== Records from a collection ==
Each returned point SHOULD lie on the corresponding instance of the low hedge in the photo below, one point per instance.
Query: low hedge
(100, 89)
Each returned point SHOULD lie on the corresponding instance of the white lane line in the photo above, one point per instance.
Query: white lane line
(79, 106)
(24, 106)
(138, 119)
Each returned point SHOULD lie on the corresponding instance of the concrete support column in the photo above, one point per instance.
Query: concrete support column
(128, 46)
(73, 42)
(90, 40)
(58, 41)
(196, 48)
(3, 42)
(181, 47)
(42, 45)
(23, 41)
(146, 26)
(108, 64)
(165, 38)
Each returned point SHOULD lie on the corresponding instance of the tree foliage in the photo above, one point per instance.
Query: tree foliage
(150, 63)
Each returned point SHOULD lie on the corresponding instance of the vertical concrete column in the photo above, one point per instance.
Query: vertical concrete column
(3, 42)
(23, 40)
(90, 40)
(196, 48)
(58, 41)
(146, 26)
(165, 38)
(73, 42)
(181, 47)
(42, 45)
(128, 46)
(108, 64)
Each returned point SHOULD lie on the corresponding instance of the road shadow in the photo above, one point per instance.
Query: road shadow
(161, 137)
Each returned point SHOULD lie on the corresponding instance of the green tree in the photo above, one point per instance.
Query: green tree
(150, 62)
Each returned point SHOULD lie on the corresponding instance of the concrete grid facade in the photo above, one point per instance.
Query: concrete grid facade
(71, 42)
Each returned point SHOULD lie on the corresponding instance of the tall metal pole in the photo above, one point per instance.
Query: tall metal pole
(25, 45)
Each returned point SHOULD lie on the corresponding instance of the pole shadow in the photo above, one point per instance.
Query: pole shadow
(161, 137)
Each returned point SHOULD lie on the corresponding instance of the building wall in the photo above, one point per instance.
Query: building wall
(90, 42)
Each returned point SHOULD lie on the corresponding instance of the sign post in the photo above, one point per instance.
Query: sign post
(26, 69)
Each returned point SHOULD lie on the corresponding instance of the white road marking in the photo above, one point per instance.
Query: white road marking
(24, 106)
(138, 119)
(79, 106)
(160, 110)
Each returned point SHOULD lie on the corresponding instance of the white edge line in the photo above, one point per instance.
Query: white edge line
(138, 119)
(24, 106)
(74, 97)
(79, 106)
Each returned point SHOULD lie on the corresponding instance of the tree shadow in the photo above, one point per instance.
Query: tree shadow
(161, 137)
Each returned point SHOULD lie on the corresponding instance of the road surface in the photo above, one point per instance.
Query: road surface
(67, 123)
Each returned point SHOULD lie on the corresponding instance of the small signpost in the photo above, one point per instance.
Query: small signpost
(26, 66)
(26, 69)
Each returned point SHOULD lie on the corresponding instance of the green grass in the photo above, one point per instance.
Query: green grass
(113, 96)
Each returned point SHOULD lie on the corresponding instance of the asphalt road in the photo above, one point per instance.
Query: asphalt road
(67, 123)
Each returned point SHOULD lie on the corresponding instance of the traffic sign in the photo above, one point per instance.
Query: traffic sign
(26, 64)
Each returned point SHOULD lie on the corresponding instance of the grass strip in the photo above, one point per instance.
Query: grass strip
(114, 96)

== PROBLEM TO SOLVE ==
Beginning with the line that has "the white lane" and ending with the line that has "of the vertical", set down the lines above exactly and include no others.

== ANSWER FOR THIS EXERCISE ==
Each returned point SHOULD lie on the corresponding instance of the white lane line in the photo above, one point per instance.
Query: white lane line
(79, 106)
(24, 106)
(138, 119)
Each returned point SHOULD lie on the corresponding instance of the concrete support column in the photo above, one point per instance.
Query: concrete support column
(128, 46)
(73, 42)
(90, 40)
(58, 41)
(196, 48)
(3, 42)
(181, 47)
(42, 45)
(23, 41)
(146, 26)
(108, 64)
(165, 38)
Each returned point SHOULD lie on the corresponding instance of the tree foliage in the photo above, one point per instance.
Query: tree foliage
(150, 63)
Each returned point SHOULD lie on the corresponding instance of the vertical concrete column in the photo above, one point per instance.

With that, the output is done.